_What you will do:_ Set down, exactly as written, the lines from the line holding "the green stem" to the end of the data, inclusive, skipping any pictures.

[Dataset excerpts on object pointing]

################

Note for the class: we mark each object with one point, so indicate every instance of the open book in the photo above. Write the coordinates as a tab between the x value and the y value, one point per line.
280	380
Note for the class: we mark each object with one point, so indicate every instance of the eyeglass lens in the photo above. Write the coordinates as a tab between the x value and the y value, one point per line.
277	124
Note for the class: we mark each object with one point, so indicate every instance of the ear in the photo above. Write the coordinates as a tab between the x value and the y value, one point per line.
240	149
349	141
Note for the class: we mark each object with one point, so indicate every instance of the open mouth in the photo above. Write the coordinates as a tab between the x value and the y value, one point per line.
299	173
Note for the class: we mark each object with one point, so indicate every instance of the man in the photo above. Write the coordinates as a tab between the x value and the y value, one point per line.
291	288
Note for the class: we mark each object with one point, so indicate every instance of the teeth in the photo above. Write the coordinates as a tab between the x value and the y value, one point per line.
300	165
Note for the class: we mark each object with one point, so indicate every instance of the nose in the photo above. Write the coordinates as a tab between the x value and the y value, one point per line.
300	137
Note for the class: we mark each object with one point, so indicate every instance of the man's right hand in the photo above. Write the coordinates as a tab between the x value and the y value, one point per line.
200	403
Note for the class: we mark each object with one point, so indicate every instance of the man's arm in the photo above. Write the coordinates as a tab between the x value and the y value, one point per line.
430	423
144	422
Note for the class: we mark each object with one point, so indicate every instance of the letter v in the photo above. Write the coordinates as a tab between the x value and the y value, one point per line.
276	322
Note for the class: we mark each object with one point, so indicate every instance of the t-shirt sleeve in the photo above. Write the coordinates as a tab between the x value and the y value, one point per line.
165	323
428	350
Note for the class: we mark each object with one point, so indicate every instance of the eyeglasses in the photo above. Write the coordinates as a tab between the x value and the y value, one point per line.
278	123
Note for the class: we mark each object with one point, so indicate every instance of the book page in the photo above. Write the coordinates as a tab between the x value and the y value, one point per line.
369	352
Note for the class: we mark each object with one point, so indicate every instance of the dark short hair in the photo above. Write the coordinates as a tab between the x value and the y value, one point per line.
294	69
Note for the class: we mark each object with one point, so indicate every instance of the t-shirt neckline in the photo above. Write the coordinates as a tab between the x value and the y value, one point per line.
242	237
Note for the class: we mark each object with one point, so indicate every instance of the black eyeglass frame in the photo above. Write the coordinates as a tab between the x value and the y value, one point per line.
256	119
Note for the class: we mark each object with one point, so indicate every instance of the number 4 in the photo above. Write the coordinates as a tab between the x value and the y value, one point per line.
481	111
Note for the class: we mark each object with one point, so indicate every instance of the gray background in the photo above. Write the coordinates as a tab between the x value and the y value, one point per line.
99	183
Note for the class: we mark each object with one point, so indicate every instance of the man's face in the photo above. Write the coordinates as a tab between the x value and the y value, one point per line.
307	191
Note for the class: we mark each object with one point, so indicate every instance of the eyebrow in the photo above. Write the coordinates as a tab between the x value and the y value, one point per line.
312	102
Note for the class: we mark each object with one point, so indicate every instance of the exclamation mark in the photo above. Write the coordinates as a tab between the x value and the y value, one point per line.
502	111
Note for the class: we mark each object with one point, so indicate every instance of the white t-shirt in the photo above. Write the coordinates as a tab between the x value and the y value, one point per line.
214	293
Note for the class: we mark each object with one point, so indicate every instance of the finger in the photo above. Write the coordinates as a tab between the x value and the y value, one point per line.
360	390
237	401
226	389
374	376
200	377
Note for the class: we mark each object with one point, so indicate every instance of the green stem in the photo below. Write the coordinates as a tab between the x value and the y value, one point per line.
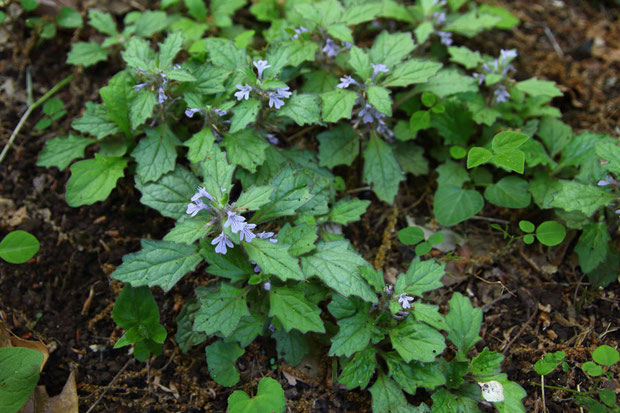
30	109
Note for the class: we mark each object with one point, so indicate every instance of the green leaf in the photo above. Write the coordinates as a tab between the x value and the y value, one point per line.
509	192
86	54
508	140
142	108
337	104
170	194
391	48
92	180
478	156
550	233
465	57
549	362
411	72
245	149
18	247
360	62
156	154
348	210
199	145
592	246
453	204
291	346
274	258
302	108
243	114
410	235
422	276
160	263
338	146
448	82
221	311
254	197
535	87
221	358
358	371
69	18
293	310
380	98
417	341
381	169
574	196
18	377
269	398
464	322
95	121
60	152
338	267
387	397
606	355
354	335
103	22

################

_Exercise output:_
Note for the class: we mark each object with one point, so indicate every instance of the green stem in the photo below. Write the coordinates as a tab between the x value and the y value, one point per line.
30	109
Note for the class: we mark each object with one point, so indicate every instance of the green leaf in the photo above. Write the coordinates as a tab between the x value and the y value, one point per line.
509	192
86	54
508	140
142	108
337	104
170	194
391	48
92	180
478	156
550	233
465	57
549	362
411	72
245	149
18	247
360	62
156	154
348	210
199	145
592	246
453	204
291	346
274	258
302	108
243	114
410	235
422	276
160	263
338	146
448	82
221	311
254	197
535	87
221	358
358	371
69	18
293	310
380	98
417	341
381	169
574	196
18	377
269	398
464	322
95	121
60	152
338	267
387	397
606	355
354	335
103	22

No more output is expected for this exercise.